━━━ Data provided ━━━

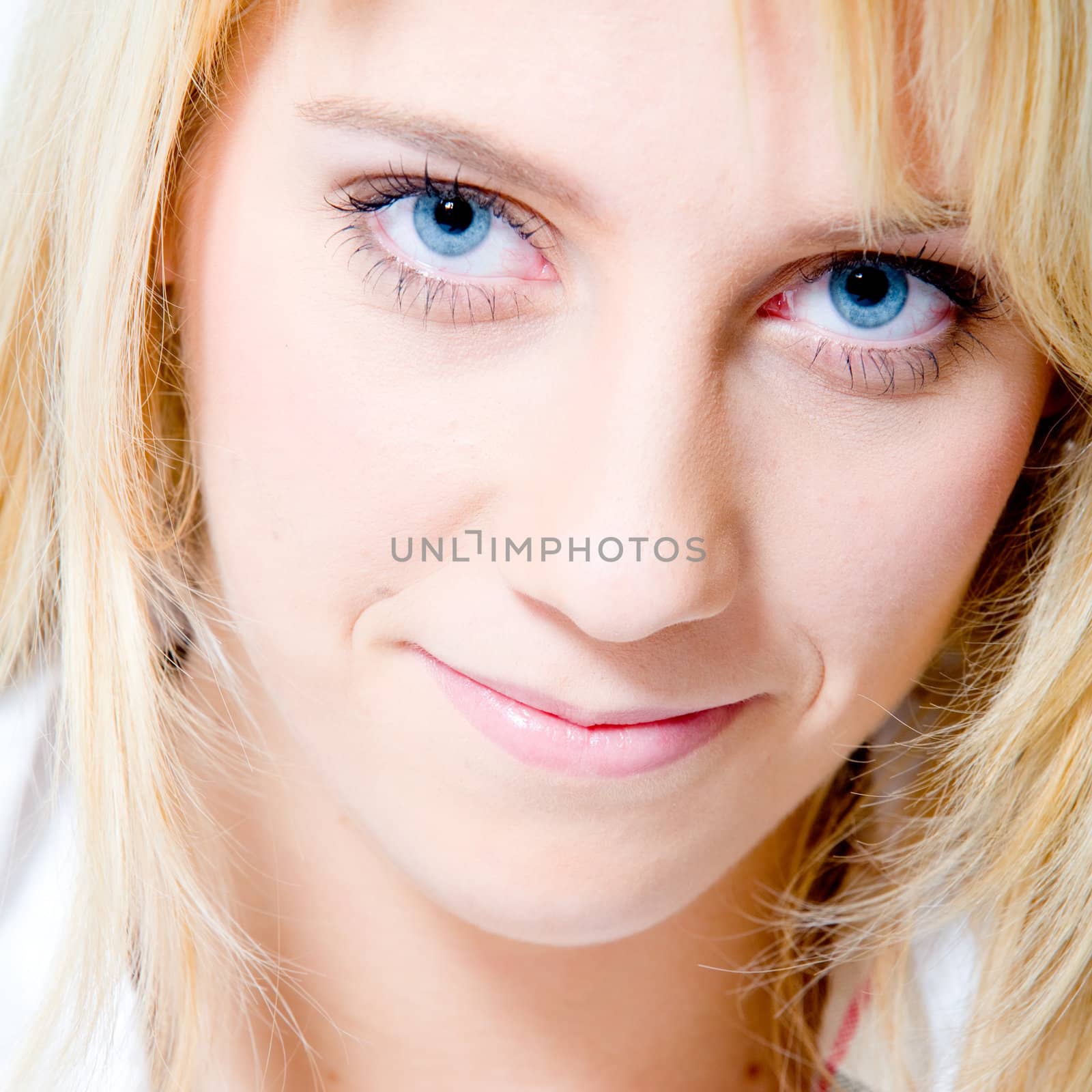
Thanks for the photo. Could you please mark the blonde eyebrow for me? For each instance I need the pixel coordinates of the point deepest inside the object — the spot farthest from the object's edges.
(851, 232)
(468, 147)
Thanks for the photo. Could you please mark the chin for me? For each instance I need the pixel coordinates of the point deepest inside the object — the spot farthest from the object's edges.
(560, 910)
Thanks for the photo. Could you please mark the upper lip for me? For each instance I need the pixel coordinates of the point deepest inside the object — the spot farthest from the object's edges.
(577, 715)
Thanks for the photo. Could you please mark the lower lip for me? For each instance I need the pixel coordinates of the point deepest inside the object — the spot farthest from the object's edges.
(551, 743)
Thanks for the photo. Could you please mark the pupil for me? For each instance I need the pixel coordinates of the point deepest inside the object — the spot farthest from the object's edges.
(867, 285)
(453, 214)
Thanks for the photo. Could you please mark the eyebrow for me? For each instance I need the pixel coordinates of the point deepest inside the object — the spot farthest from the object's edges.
(848, 232)
(476, 150)
(465, 145)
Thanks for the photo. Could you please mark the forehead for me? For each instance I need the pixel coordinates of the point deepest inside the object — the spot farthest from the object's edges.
(647, 105)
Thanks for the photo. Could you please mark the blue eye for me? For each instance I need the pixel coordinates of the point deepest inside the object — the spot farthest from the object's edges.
(868, 295)
(450, 227)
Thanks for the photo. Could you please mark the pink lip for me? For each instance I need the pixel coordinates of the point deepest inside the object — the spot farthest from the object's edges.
(549, 742)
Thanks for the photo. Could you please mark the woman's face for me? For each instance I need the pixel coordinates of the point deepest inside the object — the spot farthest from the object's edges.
(554, 273)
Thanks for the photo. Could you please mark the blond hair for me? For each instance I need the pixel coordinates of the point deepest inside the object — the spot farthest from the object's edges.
(101, 534)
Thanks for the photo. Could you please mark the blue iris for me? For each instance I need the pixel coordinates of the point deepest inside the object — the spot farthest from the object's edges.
(868, 295)
(450, 225)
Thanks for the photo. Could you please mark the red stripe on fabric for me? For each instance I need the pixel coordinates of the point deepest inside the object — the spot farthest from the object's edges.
(846, 1032)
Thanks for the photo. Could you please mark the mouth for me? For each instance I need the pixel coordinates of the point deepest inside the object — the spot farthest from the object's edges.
(604, 744)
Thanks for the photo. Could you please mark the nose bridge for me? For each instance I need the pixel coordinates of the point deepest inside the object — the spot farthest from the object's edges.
(631, 522)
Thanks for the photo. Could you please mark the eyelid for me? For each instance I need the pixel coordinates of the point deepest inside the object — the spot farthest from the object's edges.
(463, 292)
(970, 292)
(397, 184)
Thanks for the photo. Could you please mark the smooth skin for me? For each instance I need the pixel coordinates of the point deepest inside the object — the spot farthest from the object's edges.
(468, 922)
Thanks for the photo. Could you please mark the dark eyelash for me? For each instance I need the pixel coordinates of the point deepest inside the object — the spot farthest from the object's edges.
(397, 184)
(973, 296)
(970, 292)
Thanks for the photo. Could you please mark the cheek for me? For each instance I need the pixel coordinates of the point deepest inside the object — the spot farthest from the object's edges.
(877, 541)
(313, 440)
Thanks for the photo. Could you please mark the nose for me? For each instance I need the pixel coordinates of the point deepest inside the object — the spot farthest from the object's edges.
(625, 489)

━━━

## Set task
Edit all of the records above so that "pixel coordinates" becomes "x and y coordinates" everywhere, keeping every other word the same. Leave the pictures out of your answer.

## Task answer
Thanks for the photo. Could you please mark the blonde eyebrow for me? For each instance I need the x and y coordinates of the point deepest inside the object — the spot farthest from the object's edges.
(851, 232)
(468, 147)
Thanks for the photo. Could you please mark the chin for me? For each instance I need the x and y coordinates of the point deepest inside the object — the spot farthest from the object's edges.
(560, 910)
Thanks for the photo. Could you please mark the upper lip for me? For each instance I need the x and y coordinates of the point deepest inside the object — the spot farthest from the object's edges.
(577, 715)
Thanks for the photo. Could you please mark the lower lip for me? For each instance I need the x and y coordinates of the point deepest inside the object — the spot farthest from the object's edges.
(551, 743)
Thanks for the photo. Could you please mark the pupil for me? For each instance I need the x and y coordinates of the point deepest inside the object — the spot farthest from the object's edges.
(867, 285)
(453, 214)
Thanks for the photo. Could you please mark the eyebrow for me? For each instance I need the x and y coordinates of the point deepest inside the object — the spot farthest from the object's edges.
(848, 232)
(476, 150)
(465, 145)
Thanks for the photo. Could you please mark the forehead for me? For each instance I need the x and y coordinates of the point deepest inside the object — the spot farthest from the object's edges.
(647, 105)
Thanks for the photo. Could you please mark the blue eye for me? For each instance I need the x and y coordinates of the point deepest inside the object — the spot farthest from the object's edges.
(868, 295)
(450, 227)
Thanks for the photo. Could you please mark the pink lip for me? For each instance I need the x and y coordinates of the point deepest inside the object — the spot farthest from the object's edges.
(549, 742)
Thanks for the photo. Could you please mark the woman's face for me? For each instance I need the x and y coordinates of the point deepest inside the object — the spot farthest from the object's edges.
(554, 273)
Thanks for the photo. Could you please mark the blond hair for me? For each instance I need the x and y coordinates of the point deepest inside the object — the spot farthest from the object's edges.
(101, 534)
Thanks for the photo. Could you please mark the blue iris for me? For each instance I need the x and y coordinates of the point deepest inside the object — the spot farthest from the object's edges.
(868, 295)
(450, 225)
Thanks for the photo. Could you please mark the red stripe on fabric for me? For each instance I need the x and y coordinates of the point deepest inside the object — the spot farthest from the object's edges.
(846, 1032)
Thanks for the photo. Could you please mark the mouth for me? For each instance I need the x and y coordinates of the point deepest inside the object — the spot farthest from the object's edges.
(604, 744)
Thanks for the photo. Could you please mark the nose bridge for me? For each instance I need the x and y coordinates of the point deepest inside the object — the spot farthest from the object's edges.
(631, 522)
Thanks for the photo. Could you please mark the eyelid for me? For each instance I need the x and y coordinates of the point deepest inside the object — the spot farthest from the object's edges.
(463, 292)
(970, 292)
(397, 184)
Thanks for the photo. Could you please mark the smooth skin for me? For each instance I need the x and y coordinates of the point deepest inside the object — the spot farthest from the object's edges.
(468, 922)
Thanks for the photo. Could you please mark the dark eyelash for me? For each instance I need the x and y coordinates of the point deepest inside the object — the spot farthest from the object's edges.
(397, 184)
(973, 296)
(970, 292)
Thanks for the photo. Could you please mark the cheek for me? For each instance I need the x and y coordinates of the point deepest inside the object — the spot farthest from the object's edges.
(877, 541)
(313, 440)
Thanks for the photo. Could you please mark the nose for me? For each instance I need the x and y coordinates of the point deepest inside the object — the spot farthest from the object's edges.
(625, 489)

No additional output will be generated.